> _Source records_
■ ■ ■

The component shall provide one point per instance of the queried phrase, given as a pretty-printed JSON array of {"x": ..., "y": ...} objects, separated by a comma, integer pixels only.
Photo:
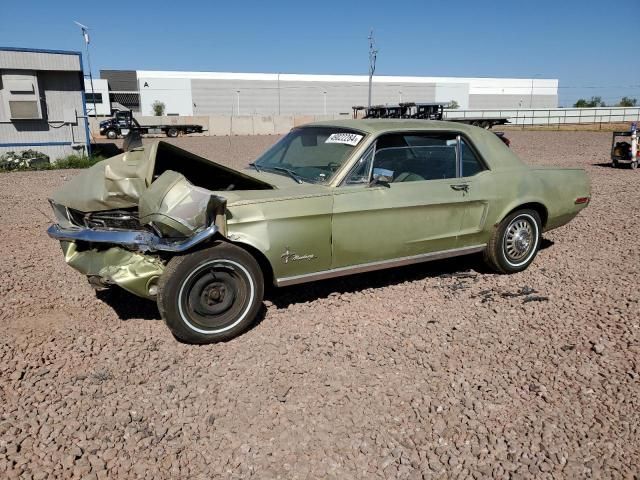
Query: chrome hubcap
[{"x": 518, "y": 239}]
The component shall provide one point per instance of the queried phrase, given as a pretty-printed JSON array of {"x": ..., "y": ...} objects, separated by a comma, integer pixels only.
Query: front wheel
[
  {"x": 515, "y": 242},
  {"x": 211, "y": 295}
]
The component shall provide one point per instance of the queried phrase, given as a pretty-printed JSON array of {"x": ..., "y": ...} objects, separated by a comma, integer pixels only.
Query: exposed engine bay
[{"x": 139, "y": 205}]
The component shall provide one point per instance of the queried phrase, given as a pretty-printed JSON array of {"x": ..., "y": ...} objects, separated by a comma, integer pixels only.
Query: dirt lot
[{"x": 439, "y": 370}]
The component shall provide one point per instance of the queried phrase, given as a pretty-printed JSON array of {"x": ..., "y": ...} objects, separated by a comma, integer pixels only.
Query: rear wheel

■ ■ ■

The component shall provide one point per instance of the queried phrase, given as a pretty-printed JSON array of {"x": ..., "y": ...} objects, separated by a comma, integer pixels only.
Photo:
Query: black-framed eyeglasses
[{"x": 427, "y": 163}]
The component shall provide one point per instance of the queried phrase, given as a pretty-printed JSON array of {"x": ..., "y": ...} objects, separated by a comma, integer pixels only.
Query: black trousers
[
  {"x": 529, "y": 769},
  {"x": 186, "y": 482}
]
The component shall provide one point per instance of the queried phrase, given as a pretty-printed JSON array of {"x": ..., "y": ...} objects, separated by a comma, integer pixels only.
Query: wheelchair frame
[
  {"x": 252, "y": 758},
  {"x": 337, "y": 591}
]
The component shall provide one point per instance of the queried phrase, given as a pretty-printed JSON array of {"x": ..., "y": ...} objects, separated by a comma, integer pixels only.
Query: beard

■ ■ ■

> _Given exercise_
Which lines in the rows above contain the string "black"? Select and copy each of them, matching case exactly.

> _Result_
Query: black-framed eyeglasses
Query: black trousers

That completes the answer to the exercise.